- Directions: Rewrite the stretch from the line containing "For every instance of the human hand, the" through the line containing "pixel 425 175" as a JSON list of strings, one string per line, leaving out blank lines.

- Records for the task:
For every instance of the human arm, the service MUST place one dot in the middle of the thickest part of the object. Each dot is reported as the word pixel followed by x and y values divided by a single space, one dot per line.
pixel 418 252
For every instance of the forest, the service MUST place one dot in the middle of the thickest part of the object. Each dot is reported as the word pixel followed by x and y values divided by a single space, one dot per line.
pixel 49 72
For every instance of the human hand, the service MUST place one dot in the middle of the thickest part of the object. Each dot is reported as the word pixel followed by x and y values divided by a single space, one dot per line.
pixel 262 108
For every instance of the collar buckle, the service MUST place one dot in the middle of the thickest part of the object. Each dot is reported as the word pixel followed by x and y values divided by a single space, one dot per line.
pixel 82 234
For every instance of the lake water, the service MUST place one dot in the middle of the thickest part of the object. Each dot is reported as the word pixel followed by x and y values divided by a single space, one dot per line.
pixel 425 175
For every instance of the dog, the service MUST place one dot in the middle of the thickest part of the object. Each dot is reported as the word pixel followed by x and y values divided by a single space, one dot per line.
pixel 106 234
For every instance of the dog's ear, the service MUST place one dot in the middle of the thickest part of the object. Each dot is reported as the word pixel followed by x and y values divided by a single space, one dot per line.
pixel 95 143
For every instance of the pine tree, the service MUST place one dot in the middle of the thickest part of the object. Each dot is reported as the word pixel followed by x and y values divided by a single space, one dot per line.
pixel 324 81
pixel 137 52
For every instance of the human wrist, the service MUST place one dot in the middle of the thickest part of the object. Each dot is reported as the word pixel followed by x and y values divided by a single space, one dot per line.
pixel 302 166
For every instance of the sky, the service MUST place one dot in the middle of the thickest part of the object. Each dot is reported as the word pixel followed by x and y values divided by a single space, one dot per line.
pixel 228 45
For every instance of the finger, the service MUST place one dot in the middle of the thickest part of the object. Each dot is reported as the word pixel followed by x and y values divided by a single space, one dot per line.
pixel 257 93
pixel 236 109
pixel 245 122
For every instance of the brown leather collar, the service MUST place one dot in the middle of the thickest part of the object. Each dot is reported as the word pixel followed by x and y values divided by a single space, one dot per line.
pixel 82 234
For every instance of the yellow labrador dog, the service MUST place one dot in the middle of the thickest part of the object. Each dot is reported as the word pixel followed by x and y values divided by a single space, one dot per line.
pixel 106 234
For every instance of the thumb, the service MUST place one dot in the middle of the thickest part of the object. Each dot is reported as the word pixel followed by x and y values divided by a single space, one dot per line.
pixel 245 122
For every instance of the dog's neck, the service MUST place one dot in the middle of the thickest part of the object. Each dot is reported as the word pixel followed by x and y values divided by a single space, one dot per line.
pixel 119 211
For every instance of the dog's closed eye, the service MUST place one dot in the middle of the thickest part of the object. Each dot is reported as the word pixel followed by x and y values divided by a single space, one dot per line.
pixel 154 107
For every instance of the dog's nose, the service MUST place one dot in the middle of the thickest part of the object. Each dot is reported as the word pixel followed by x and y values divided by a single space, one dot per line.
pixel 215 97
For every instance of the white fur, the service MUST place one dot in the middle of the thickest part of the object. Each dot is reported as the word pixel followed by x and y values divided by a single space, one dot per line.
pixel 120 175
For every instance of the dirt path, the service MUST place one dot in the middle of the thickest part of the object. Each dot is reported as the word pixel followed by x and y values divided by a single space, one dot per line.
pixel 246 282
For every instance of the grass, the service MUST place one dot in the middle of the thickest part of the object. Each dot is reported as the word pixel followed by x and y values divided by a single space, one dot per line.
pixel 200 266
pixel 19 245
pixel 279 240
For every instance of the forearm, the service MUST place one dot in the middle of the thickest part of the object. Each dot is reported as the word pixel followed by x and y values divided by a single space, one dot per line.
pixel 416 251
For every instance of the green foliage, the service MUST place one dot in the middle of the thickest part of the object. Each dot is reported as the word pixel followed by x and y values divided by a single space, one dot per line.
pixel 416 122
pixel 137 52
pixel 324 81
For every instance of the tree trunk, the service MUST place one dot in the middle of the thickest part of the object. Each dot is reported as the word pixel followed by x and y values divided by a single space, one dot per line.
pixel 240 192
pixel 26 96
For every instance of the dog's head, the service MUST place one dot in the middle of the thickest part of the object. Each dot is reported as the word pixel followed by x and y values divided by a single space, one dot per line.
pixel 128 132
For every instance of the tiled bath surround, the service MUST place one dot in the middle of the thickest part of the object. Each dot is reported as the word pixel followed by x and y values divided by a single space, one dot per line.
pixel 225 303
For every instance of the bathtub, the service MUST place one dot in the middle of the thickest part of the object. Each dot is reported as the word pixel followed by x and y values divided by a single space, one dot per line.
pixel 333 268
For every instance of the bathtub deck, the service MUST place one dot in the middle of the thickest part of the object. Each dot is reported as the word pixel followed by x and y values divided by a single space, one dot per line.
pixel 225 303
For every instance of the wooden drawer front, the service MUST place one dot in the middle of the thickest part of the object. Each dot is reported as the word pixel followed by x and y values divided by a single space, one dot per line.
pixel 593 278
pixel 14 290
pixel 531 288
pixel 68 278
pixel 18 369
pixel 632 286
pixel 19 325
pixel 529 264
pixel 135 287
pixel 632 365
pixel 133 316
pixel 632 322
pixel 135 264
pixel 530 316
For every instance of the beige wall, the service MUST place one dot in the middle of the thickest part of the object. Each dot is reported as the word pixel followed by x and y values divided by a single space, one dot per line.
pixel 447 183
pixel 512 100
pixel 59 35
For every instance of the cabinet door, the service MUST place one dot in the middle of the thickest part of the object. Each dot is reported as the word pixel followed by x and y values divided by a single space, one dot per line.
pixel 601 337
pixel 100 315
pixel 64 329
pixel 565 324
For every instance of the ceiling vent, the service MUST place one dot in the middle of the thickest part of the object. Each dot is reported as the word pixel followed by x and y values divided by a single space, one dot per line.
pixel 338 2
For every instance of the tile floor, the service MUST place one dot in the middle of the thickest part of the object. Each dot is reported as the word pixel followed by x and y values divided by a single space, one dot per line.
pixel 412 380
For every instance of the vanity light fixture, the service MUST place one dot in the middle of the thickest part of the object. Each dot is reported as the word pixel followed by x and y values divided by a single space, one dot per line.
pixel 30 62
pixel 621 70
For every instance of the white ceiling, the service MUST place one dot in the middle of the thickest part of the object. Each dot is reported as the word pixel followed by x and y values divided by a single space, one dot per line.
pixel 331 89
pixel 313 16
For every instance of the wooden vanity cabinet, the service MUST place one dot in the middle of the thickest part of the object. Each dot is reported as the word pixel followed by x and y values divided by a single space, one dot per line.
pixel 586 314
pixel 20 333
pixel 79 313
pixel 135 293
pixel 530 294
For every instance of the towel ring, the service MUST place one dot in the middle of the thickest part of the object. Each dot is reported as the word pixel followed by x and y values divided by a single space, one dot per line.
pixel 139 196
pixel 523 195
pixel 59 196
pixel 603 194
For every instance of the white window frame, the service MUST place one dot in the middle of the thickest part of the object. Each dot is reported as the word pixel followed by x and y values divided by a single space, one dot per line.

- Completed task:
[
  "For every instance of the human hand, the service MUST place one dot in the middle of the thickest part of the object. Each dot is reported as the word pixel followed by x and y values divided by a single space, one dot per line.",
  "pixel 262 108",
  "For every instance of the collar buckle, the service MUST place one dot in the middle of the thickest part of the object. Each dot is reported as the word pixel followed by x and y values divided by a single space, one dot per line.",
  "pixel 82 234",
  "For every instance of the lake water, the service MUST place one dot in the middle of the thickest part of the object. Each dot is reported as the word pixel followed by x and y values divided by a single space, one dot per line.",
  "pixel 425 175"
]